* **EXTRACT TO READ**
· · · ·

Culture

50 Ways… Proves Heartfelt and Hilarious
July 24, 2018 @ 12:00am
We all go through breakups. Some of them are hard and swift like a punch to a blind spot. Others are easy and light, two people knowingly nodding their head at the same time and then chuckling about the good times. There are quick breakups and long breakups, the kind you get over real quick and the kind that linger, leaving you feeling empty inside, especially when THAT song comes on.
The Capital Fringe Festival’s 50 Ways… explores the many varieties of the breakup, looking at 50 different scenarios where people, things leave the ones they held dearest. Like I said above, the emotional toll each take vary from crushing to hilarious, and co-directors Samir Bitar and Mahayana Landowne purposefully constructed the performance as a roller coaster.
In order to better understand the balancing act of assembling the massive number of vignettes in 50 Ways…, I was able to chat with Bitar about his involvement as director and choreographer, the play’s tonal shifts and the balancing act of piecing it all together.
On Tap: How did you get involved in the performance?
Samir Bitar: It was my longtime friend colaborator Mahayana Landowne, she’s a theatre director, creator and she pretty much only does experimental theatre. I wanted her to do something more traditional, so I urged her to enter here, and she said if I did she would, so hell yeah. We were about two months in, and she said she had an idea, she explained the song, which I knew. The idea of course, “50 Ways to Leave Your Lover,” Paul Simon’s 1976 pop hit. He only spells out six ways in the song and we wanted to actualize the concept. We put the call out to our network and friends, and this is an international list of people, and we wanted to them to submit one minute vignettes. We got back 15 playwrights, and 14 of whom we chose. Together we put together 49, and I choreographed an original work not submitted by a playwright.
OT: Explain the diversity of the breakups, what can people expect?
SB: Some of these are heartfelt, there are two scenes by edler characters and his wife had fallen into dementia, and he has a monologue where he was about to go on a date. He’s ready to take a first step, and there’s another scene with the characters flipped, and his wife is hovering over him helping him ease off into the next world. He tells her he wants to die alone, and those are two heart wrenching moments on stage. Surrounded by a lot of levity and laughter, and even some abstract ones. It’s a really rich tableau.

· · · ·

* **INFORMATION GIVEN**
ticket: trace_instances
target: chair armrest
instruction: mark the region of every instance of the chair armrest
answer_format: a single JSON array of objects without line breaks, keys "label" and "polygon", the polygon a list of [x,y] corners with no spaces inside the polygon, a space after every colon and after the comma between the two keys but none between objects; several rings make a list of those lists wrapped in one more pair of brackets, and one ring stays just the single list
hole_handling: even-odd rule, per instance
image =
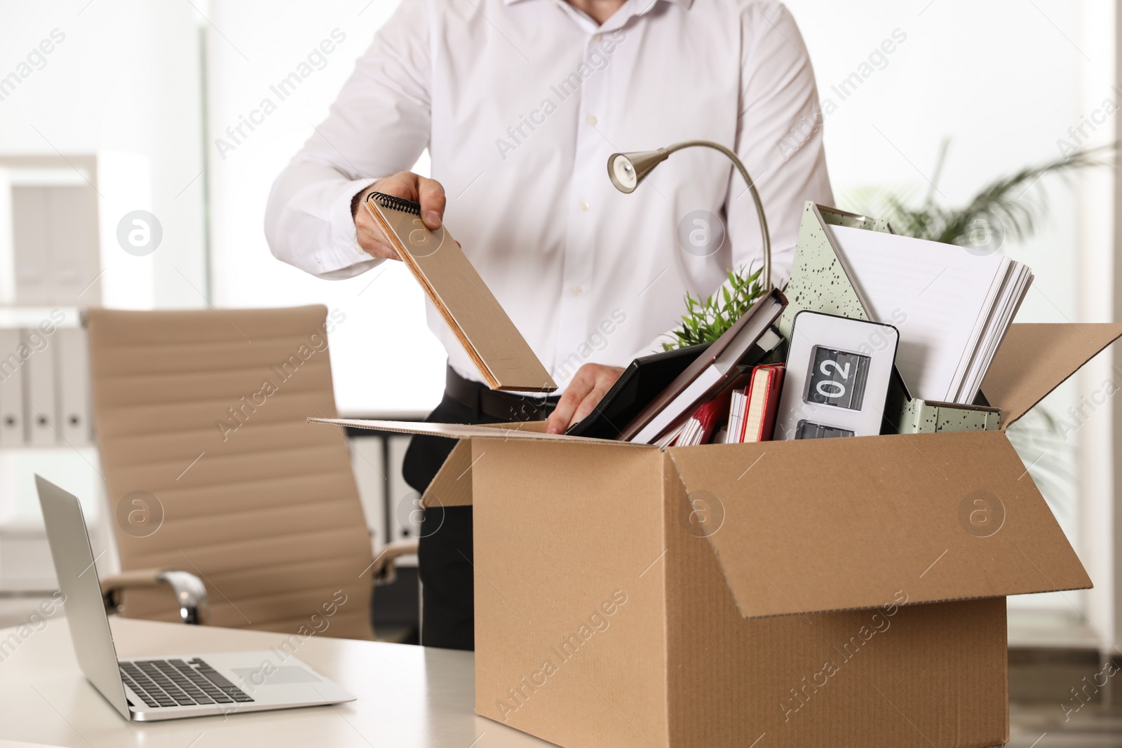
[{"label": "chair armrest", "polygon": [[210,601],[201,579],[178,569],[139,569],[110,574],[101,580],[101,597],[107,612],[120,612],[121,592],[169,587],[180,603],[184,624],[202,625],[210,617]]},{"label": "chair armrest", "polygon": [[374,560],[374,583],[389,584],[396,579],[394,562],[401,556],[408,556],[417,552],[416,541],[396,541],[387,543]]}]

· · · ·

* **JOB 1**
Copy the Fringe Festival interview from "OT: Explain the" to "really rich tableau.".
* **JOB 2**
Write what comes next in the Fringe Festival interview, starting after its last sentence.
The rows have no connection to the Fringe Festival interview.

* **TASK ANSWER 1**
OT: Explain the diversity of the breakups, what can people expect?
SB: Some of these are heartfelt, there are two scenes by edler characters and his wife had fallen into dementia, and he has a monologue where he was about to go on a date. He’s ready to take a first step, and there’s another scene with the characters flipped, and his wife is hovering over him helping him ease off into the next world. He tells her he wants to die alone, and those are two heart wrenching moments on stage. Surrounded by a lot of levity and laughter, and even some abstract ones. It’s a really rich tableau.

* **TASK ANSWER 2**
OT: What was it like focusing and narrowing down the scenarios, because 14 writers is a lot of cooks in the kitchen?
SB: Collectively we have 38 years of theatre experience, and we’re both empaths, and we talked about how it would play out. We received them and spent a month familiarizing ourselves with them, and I went up to New York and we locked ourselves in a hotel for three days, and we read them, walked through them. Most of the plays came out heterosexual, and we’re very sensitive to that, and we carved out a certain number of those to be lesbian, gay and transgender as well. We wanted to avoid agism. There’s all kinds of pairings. There’s an old person leaving a young person, and a young person leaving an old person. A lot of the dramaturgy and scoring happened as early as March. We held auditions at the Hirshorn, and we had our first reading and read through on May 26. With anything living, you push and edit and tighten and pull.
OT: What was it like balancing the emotions of all the breakups?
SB: Well, you know, the question it’s sort of seems predicated on a narrative and we didn’t come at it that way. As an empathetic human, from the outset I was very keen on the overarching physical sense of the audience. We didn’t want too much stillness, and there are some that are wordy, and some that are silent with more abstract, with modern dancers. We really weren’t super specific, it was which of these clump well together, and we had to rearrange as to what actors were, and all variables were pretty equal in forcing the show order. [Landowne’s] first wash was very logical, as these things happen in a bar, and some wrote for high school scene to college scene.
OT: How important was it for you all to make these scenes relatable?
SB: Very, very, very. This is work with the actors. This is authentic work and extensive work with several gifted actors. It’s the penultimate and ultimate to be on top of authenticity. To make sure everyone understands the mood and the real dynamics that play out. There’s always subtext, and we worked very hard on body language, on prop use and facial expressions. Words, beats, cadence, rhythm: we honed in on all of this, so they could connect authentically to the script and play. It was important for the audience to connect, even if it’s ludicrous.
OT: How long was the initial cut? Fifty scenes in 70 minutes is a breakneck pace.
SB: Yeah, I think our first run through, was about 87 minutes. We made the call to our writers, that we may have to cut them down. It’s hard to imagine what will happen in a minute, some of our writers submitted rich ideas that didn’t make it in, because they’re too long. As dramaturg, it was up to [Landowne] to carve out words and remove sentences.
50 Ways… is part of the Capital Fringe Festival. The show’s final times are tonight at 7:15 p.m. and on Saturday at 5:15 p.m. Tickets for the Saturday performance can be purchased here.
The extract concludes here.